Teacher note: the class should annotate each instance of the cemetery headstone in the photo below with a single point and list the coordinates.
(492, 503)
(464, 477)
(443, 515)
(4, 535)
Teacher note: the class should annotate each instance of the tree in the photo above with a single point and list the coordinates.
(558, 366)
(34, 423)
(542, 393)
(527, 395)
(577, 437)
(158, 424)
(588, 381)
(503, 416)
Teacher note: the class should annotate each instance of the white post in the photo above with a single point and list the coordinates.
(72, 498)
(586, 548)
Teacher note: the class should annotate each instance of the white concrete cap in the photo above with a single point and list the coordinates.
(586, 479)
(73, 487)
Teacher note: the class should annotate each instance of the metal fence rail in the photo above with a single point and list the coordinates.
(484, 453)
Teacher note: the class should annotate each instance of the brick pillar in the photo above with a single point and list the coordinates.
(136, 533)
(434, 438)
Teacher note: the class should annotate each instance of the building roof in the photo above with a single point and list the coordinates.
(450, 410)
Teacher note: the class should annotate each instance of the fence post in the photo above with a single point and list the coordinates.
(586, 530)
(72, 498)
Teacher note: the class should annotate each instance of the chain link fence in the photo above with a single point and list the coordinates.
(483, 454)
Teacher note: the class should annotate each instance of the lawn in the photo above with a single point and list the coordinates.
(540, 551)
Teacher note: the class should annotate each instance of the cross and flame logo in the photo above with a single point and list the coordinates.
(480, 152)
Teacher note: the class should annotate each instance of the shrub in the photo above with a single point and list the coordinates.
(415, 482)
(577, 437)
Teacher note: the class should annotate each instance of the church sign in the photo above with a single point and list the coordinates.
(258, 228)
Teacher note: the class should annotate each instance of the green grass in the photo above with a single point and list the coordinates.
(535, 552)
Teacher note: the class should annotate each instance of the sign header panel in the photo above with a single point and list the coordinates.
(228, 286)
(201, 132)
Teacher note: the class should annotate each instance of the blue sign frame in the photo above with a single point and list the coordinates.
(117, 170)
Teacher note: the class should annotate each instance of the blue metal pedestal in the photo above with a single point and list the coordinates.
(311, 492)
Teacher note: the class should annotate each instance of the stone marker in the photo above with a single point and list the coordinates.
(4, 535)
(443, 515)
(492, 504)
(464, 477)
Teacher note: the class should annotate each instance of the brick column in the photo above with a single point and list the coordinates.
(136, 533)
==
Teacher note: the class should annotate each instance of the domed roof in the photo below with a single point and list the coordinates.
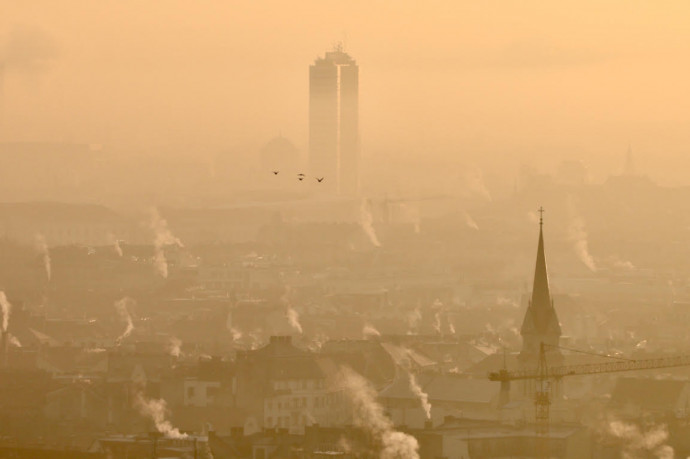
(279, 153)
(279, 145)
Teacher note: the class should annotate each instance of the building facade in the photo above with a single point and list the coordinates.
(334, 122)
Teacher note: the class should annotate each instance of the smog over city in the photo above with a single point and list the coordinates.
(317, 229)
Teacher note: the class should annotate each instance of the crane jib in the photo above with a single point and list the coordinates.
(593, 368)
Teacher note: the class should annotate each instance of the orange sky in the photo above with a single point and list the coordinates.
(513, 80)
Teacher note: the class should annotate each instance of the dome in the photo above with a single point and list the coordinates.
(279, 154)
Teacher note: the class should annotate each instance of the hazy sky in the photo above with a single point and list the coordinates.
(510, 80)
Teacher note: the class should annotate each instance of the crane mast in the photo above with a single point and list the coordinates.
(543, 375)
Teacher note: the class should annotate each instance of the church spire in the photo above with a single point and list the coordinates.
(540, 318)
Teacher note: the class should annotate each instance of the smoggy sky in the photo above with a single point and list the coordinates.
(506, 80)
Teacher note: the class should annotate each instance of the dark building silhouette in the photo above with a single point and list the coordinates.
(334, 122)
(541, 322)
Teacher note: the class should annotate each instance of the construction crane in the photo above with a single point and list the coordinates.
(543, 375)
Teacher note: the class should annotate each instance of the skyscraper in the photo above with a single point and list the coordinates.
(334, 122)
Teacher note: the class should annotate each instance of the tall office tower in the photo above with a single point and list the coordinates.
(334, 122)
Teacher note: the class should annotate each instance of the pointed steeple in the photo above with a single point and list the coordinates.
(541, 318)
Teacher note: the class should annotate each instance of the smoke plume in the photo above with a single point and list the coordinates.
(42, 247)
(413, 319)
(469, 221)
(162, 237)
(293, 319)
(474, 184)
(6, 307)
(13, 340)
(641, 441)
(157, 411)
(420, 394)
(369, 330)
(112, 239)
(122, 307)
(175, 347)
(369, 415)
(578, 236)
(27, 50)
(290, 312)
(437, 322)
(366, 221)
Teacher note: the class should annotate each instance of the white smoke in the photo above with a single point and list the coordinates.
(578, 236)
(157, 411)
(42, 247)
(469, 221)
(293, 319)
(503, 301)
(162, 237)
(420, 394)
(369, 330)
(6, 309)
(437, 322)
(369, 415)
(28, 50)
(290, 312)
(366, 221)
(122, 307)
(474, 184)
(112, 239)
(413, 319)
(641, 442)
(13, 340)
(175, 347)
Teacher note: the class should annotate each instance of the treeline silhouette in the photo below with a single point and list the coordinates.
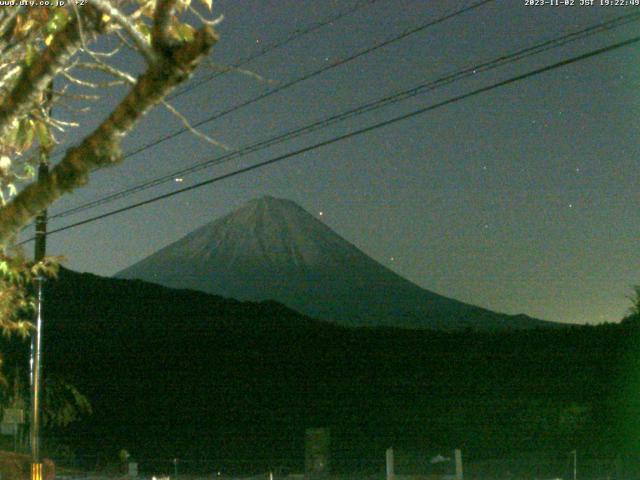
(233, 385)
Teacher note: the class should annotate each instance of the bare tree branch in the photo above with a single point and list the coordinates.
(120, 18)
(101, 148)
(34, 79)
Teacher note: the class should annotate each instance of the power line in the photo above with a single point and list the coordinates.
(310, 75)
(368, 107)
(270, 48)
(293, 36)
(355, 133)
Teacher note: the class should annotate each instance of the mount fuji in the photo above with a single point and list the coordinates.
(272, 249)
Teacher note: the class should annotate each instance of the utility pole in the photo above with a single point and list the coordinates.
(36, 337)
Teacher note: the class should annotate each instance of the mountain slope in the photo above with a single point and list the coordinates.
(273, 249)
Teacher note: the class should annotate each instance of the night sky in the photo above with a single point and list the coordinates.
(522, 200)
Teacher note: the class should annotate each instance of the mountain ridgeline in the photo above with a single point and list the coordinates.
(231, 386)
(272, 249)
* * *
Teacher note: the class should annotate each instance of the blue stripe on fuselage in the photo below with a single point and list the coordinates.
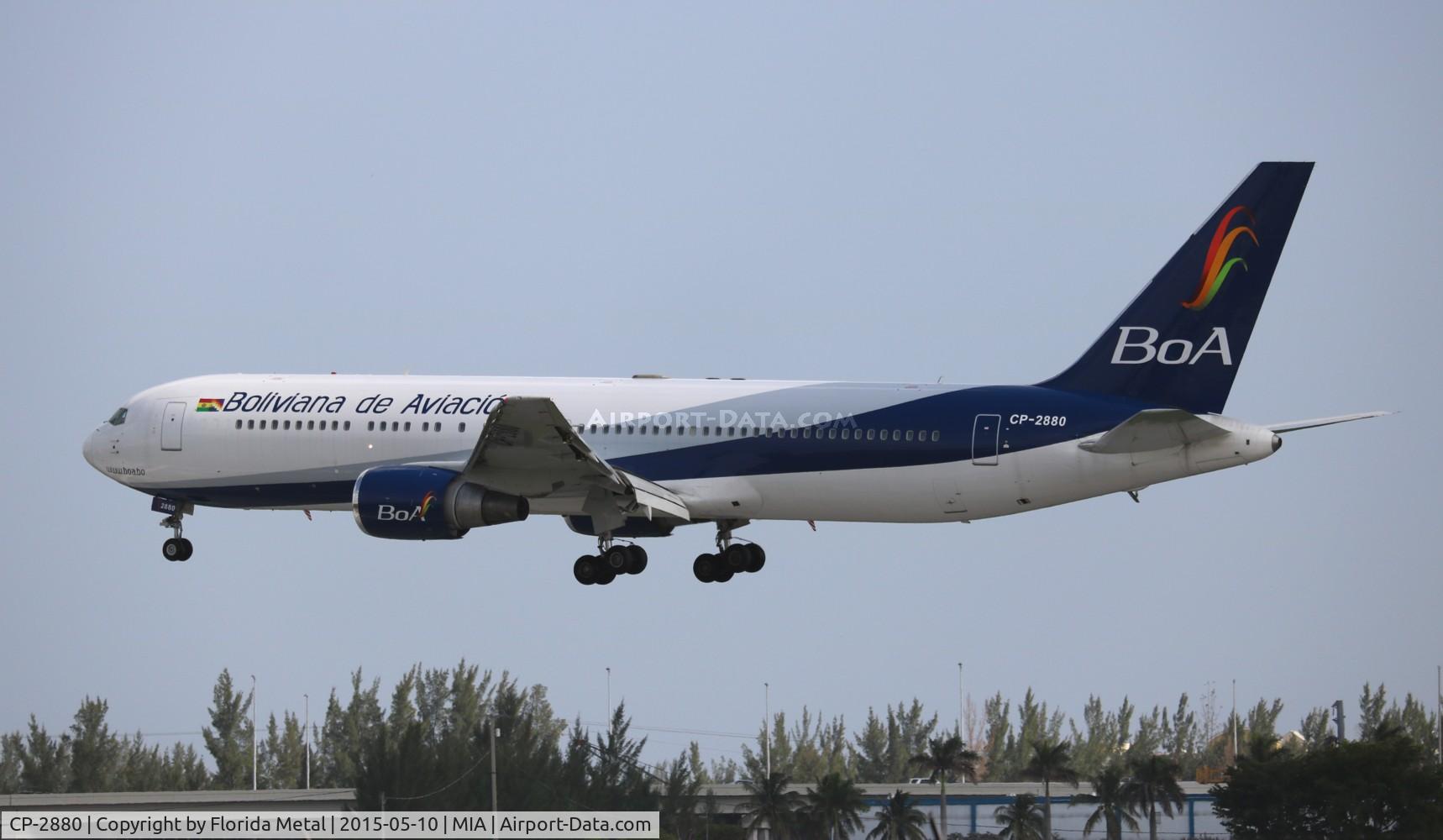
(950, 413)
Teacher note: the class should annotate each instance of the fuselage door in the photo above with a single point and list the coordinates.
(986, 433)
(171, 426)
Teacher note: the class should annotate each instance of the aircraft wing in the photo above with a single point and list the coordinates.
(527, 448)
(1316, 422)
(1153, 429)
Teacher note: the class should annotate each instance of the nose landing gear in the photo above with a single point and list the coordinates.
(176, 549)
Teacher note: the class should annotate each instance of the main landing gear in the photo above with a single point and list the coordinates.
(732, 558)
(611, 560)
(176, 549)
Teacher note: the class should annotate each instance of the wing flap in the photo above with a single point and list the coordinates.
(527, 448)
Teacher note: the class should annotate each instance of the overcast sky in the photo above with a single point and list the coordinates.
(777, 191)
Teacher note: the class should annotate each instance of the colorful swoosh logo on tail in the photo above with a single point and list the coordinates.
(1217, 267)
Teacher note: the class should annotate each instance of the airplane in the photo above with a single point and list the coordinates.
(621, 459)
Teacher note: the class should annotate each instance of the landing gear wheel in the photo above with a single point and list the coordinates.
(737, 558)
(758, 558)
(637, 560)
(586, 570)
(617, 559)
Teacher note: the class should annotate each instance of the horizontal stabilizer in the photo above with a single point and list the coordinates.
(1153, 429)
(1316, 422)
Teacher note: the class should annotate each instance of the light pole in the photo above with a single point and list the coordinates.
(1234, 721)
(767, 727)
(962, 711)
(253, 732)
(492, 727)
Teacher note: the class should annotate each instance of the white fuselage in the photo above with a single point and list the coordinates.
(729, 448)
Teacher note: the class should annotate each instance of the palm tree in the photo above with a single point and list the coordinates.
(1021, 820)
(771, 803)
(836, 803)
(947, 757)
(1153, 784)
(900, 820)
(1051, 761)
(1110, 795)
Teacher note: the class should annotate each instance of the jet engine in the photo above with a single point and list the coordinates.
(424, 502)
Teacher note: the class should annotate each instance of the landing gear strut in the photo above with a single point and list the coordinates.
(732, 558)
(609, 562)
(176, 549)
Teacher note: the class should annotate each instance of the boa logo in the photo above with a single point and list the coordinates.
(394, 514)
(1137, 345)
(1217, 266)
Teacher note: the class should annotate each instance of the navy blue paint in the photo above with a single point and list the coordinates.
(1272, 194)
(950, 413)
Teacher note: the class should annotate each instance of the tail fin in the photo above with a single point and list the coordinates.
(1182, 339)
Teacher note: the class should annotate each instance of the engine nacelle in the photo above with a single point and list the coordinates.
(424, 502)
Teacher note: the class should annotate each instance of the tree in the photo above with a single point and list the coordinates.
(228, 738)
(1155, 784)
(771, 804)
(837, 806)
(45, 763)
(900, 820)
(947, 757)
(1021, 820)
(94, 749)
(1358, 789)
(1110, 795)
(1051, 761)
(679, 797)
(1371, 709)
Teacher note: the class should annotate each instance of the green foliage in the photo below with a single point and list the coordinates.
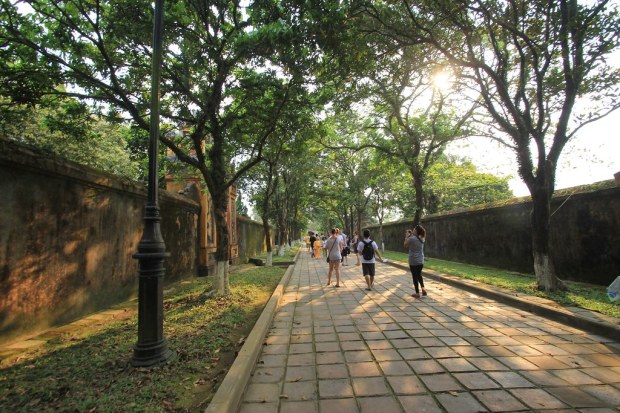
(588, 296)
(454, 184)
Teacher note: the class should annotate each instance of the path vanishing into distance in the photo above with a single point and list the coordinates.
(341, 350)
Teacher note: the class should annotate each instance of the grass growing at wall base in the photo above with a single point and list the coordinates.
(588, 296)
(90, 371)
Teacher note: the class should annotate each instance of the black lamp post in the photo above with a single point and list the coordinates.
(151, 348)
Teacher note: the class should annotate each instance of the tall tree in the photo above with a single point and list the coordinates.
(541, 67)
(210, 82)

• [Work instructions]: Pick out each line in the records above that contains the word "smoke" and copy those lines.

• [Solution for this problem]:
Teacher note: the class should annotate each instance of the smoke plume in the photo above with a single point and list the coordinates.
Teacher note: the class should annotate each instance of the white smoke in the photo above with a single point and list the coordinates.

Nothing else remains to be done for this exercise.